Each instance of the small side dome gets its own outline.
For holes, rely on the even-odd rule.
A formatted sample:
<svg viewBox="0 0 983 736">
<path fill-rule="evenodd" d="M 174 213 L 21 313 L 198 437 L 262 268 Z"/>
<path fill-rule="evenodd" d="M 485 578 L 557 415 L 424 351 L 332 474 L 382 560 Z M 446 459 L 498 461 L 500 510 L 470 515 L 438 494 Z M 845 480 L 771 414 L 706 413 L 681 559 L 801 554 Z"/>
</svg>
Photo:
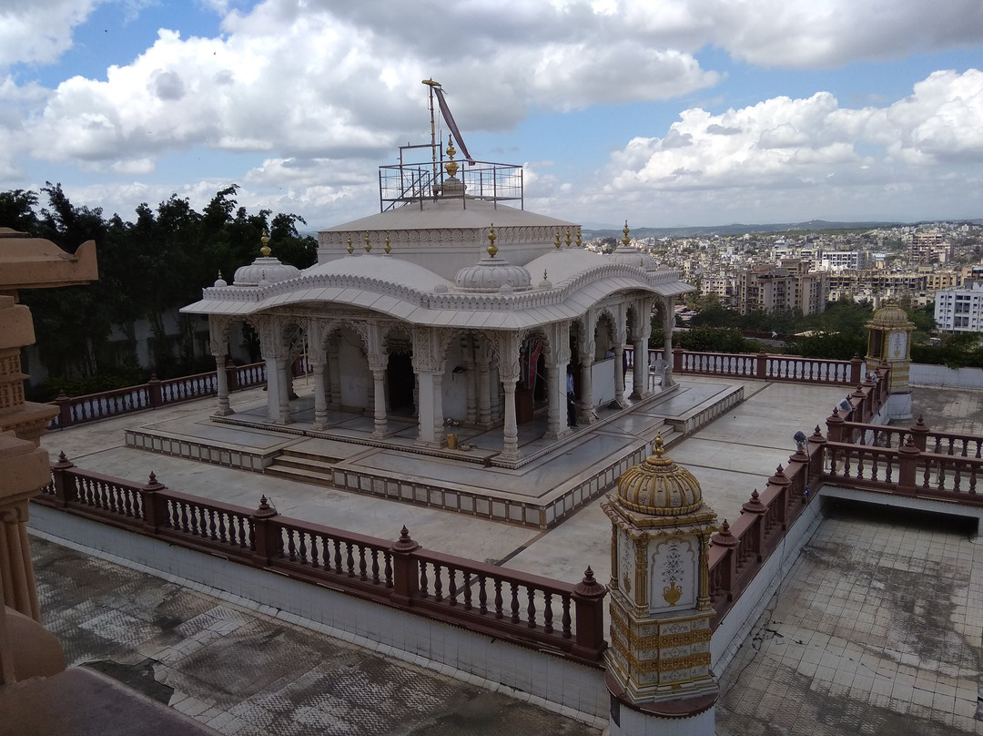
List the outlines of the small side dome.
<svg viewBox="0 0 983 736">
<path fill-rule="evenodd" d="M 301 275 L 296 266 L 280 263 L 280 259 L 270 256 L 269 246 L 266 245 L 268 242 L 269 238 L 263 233 L 260 257 L 249 266 L 236 269 L 232 281 L 234 286 L 266 286 Z"/>
<path fill-rule="evenodd" d="M 618 500 L 639 514 L 676 517 L 703 506 L 703 491 L 689 470 L 663 457 L 663 438 L 644 461 L 629 467 L 617 482 Z"/>
</svg>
━━━━━━━━━━━━━━━━
What is needed: Convert all of the material above into a JSON list of strings, one string per line, skipping any blank lines. Leave the picture out of the list.

Response for this exercise:
[
  "Each instance of the small side dome gets its own outline.",
  "For holes, rely on the even-odd rule.",
  "A formatted sample:",
  "<svg viewBox=\"0 0 983 736\">",
  "<path fill-rule=\"evenodd\" d=\"M 174 213 L 21 313 L 198 437 L 262 268 Z\"/>",
  "<path fill-rule=\"evenodd\" d=\"M 485 578 L 557 415 L 424 351 L 332 474 L 382 560 Z M 446 459 L 498 461 L 500 510 L 470 515 L 438 494 Z M 845 480 L 771 414 L 706 413 L 681 559 L 801 554 Z\"/>",
  "</svg>",
  "Photo:",
  "List the outlines of the small side dome.",
  "<svg viewBox=\"0 0 983 736\">",
  "<path fill-rule=\"evenodd\" d=\"M 301 275 L 296 266 L 280 263 L 280 259 L 270 256 L 269 246 L 266 245 L 268 242 L 269 238 L 263 233 L 260 257 L 249 266 L 236 269 L 232 281 L 234 286 L 266 286 Z\"/>",
  "<path fill-rule=\"evenodd\" d=\"M 618 500 L 639 514 L 676 517 L 703 506 L 703 491 L 689 470 L 663 457 L 663 438 L 644 461 L 629 467 L 617 482 Z\"/>",
  "</svg>"
]